■ Exercise objective ■
For the material that follows, return exactly the lines from the one with "value: blue floral bedspread" through the one with "value: bathroom sink counter", both ends included.

■ Task material ■
++++++
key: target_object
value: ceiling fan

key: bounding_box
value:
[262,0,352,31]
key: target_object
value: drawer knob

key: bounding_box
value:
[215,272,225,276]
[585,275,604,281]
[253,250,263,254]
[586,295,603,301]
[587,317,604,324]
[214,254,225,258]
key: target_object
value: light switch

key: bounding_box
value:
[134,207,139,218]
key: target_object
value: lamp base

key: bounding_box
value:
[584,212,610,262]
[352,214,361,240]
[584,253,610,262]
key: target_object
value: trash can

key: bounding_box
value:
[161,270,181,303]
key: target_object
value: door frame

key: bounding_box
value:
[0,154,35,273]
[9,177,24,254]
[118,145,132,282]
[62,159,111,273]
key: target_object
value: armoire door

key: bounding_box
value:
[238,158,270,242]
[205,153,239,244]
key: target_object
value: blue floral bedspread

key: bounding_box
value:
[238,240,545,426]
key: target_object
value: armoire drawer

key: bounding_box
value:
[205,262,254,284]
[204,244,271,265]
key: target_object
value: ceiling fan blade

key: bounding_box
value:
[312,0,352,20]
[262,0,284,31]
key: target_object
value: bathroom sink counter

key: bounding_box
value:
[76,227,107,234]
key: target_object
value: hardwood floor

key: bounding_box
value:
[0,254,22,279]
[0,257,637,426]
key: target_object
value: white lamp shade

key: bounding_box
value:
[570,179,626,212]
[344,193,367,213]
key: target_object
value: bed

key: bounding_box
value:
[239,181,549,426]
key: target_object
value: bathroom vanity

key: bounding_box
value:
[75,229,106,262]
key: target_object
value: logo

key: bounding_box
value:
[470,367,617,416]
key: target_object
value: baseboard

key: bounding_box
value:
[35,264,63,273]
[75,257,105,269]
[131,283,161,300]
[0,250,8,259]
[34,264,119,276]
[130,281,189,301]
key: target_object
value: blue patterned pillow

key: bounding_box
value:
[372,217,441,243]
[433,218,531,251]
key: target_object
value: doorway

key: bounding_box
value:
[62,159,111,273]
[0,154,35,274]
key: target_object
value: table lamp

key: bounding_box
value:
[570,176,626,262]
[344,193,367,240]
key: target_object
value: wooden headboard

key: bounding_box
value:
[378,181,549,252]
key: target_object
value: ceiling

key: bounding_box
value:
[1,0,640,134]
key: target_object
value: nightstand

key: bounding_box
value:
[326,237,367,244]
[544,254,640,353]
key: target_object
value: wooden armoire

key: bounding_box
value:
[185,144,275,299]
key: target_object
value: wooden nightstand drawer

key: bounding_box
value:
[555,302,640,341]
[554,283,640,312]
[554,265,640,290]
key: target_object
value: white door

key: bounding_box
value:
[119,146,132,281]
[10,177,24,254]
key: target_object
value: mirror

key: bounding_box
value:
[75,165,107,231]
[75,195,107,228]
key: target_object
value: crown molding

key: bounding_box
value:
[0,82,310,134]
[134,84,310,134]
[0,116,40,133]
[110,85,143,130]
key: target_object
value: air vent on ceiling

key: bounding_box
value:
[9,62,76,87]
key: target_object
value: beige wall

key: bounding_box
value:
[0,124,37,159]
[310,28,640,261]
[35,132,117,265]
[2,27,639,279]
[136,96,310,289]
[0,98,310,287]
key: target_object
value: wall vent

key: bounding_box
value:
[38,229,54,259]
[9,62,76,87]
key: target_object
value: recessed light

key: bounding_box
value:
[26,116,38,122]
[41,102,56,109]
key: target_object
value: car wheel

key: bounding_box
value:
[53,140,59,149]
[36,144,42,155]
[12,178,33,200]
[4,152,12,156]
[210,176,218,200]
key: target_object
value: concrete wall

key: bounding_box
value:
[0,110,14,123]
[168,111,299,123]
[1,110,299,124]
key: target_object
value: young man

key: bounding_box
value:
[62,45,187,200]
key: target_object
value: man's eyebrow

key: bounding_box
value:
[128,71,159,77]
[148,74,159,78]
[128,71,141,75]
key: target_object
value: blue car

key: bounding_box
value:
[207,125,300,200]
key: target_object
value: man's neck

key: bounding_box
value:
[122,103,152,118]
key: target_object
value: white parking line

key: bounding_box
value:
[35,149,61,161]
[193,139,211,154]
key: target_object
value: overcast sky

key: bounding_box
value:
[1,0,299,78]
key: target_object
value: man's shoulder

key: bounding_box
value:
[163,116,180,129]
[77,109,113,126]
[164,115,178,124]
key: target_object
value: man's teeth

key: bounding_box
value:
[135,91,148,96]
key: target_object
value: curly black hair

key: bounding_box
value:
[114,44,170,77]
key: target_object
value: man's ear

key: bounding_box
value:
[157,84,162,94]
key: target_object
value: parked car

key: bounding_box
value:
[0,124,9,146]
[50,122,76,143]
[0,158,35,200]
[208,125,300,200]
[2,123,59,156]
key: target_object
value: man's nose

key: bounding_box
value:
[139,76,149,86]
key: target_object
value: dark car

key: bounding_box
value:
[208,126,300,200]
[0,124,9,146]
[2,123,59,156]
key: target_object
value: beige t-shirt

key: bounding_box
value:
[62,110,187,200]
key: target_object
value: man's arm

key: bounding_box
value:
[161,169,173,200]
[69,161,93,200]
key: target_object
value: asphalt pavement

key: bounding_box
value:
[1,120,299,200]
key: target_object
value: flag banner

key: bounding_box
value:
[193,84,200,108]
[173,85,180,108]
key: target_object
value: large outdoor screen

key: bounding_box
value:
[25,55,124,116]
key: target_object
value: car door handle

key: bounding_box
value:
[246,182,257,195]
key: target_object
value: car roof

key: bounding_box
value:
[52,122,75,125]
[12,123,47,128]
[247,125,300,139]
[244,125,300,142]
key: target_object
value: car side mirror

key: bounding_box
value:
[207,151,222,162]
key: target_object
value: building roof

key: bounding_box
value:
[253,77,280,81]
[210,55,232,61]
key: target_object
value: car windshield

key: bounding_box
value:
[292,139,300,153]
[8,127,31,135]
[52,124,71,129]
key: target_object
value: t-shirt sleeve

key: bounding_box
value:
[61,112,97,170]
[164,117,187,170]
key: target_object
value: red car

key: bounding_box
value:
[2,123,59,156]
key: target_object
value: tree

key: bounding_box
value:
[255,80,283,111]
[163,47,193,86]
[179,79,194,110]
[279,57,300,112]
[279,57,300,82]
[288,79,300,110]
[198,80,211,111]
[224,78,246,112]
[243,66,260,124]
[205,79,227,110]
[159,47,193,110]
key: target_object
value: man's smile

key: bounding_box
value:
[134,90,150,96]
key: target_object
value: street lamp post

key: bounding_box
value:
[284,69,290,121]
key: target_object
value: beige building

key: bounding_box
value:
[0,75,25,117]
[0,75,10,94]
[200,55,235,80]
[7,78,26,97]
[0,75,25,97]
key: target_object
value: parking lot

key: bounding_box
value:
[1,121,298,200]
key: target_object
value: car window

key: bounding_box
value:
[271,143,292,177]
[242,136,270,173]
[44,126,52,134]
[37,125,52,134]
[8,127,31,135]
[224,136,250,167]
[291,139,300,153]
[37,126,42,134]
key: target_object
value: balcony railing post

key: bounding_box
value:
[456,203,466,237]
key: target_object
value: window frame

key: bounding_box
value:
++++++
■ The answer ■
value: blue floral bedspread

key: bounding_box
value:
[238,240,545,426]
key: target_object
value: armoire drawer

key: bounding_box
value:
[205,262,254,284]
[204,244,271,265]
key: target_object
value: ceiling fan blade

key: bounding_box
value:
[312,0,352,20]
[262,0,284,31]
key: target_object
value: bathroom sink counter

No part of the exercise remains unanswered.